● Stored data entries
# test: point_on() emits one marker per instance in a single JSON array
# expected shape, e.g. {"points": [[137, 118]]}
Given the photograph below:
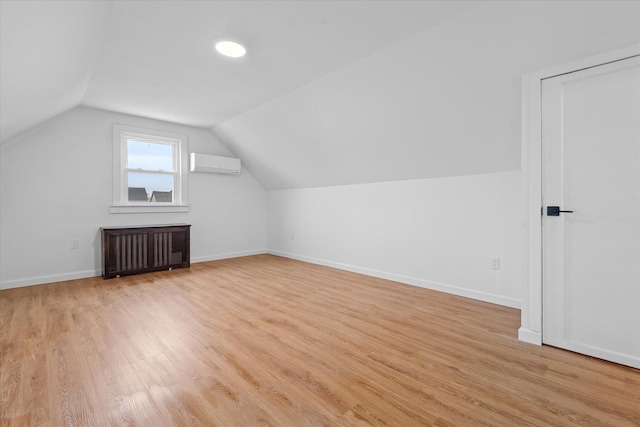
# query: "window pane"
{"points": [[149, 155], [150, 187]]}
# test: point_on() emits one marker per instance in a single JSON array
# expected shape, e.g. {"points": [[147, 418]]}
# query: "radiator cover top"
{"points": [[139, 249]]}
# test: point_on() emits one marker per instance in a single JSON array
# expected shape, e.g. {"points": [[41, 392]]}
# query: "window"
{"points": [[149, 171]]}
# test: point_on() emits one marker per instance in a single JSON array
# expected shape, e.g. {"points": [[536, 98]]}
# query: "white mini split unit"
{"points": [[214, 164]]}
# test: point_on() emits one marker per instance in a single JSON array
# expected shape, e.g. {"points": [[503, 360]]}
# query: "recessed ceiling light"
{"points": [[232, 49]]}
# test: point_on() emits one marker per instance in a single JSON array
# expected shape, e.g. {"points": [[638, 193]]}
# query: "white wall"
{"points": [[443, 103], [437, 233], [56, 186]]}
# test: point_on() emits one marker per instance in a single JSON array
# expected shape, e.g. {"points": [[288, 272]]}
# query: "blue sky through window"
{"points": [[150, 156]]}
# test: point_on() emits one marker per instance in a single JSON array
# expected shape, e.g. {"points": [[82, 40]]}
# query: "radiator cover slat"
{"points": [[139, 249]]}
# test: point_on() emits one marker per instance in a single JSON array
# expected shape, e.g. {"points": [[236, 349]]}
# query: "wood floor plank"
{"points": [[270, 341]]}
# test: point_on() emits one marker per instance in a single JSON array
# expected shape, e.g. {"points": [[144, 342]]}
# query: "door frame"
{"points": [[531, 165]]}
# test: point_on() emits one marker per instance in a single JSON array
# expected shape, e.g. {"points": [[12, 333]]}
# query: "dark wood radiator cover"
{"points": [[140, 249]]}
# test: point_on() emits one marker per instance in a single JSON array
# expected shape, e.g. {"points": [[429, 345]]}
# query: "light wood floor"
{"points": [[267, 341]]}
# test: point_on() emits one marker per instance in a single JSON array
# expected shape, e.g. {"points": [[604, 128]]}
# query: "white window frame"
{"points": [[121, 133]]}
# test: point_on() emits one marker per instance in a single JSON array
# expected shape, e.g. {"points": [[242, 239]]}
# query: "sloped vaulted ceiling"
{"points": [[330, 92], [48, 50], [155, 58]]}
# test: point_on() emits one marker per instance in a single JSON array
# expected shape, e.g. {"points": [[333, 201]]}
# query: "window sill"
{"points": [[115, 209]]}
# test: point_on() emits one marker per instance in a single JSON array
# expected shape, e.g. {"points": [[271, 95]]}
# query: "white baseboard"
{"points": [[227, 255], [455, 290], [50, 278], [530, 336]]}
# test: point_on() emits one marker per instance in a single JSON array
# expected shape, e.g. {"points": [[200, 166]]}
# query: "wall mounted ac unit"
{"points": [[214, 164]]}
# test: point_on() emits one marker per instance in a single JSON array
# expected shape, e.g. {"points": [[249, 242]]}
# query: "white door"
{"points": [[591, 166]]}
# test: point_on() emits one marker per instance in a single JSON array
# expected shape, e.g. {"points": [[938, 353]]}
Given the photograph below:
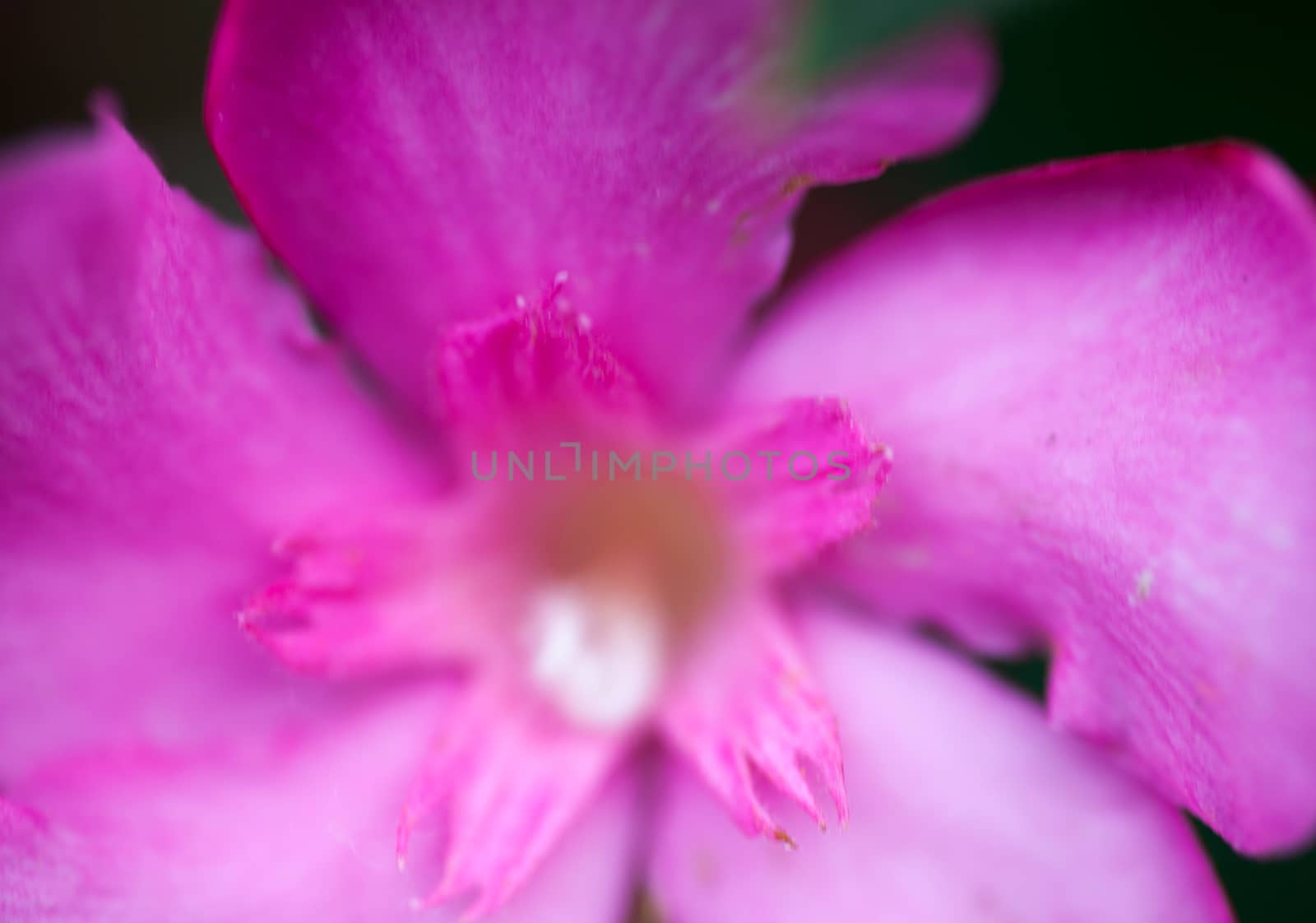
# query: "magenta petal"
{"points": [[964, 807], [506, 778], [164, 412], [749, 715], [298, 830], [1099, 381], [800, 478], [457, 155]]}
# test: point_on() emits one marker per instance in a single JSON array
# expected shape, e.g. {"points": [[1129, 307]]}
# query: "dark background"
{"points": [[1078, 77]]}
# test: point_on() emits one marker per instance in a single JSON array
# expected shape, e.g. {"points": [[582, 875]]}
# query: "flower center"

● To be done
Which lines of the entries above contain the word "wood"? Extract each of them, and treat capital and lowercase letters as different.

● Task response
# query: "wood floor plank"
# query: "dark wood radiator cover"
# query: "light wood floor"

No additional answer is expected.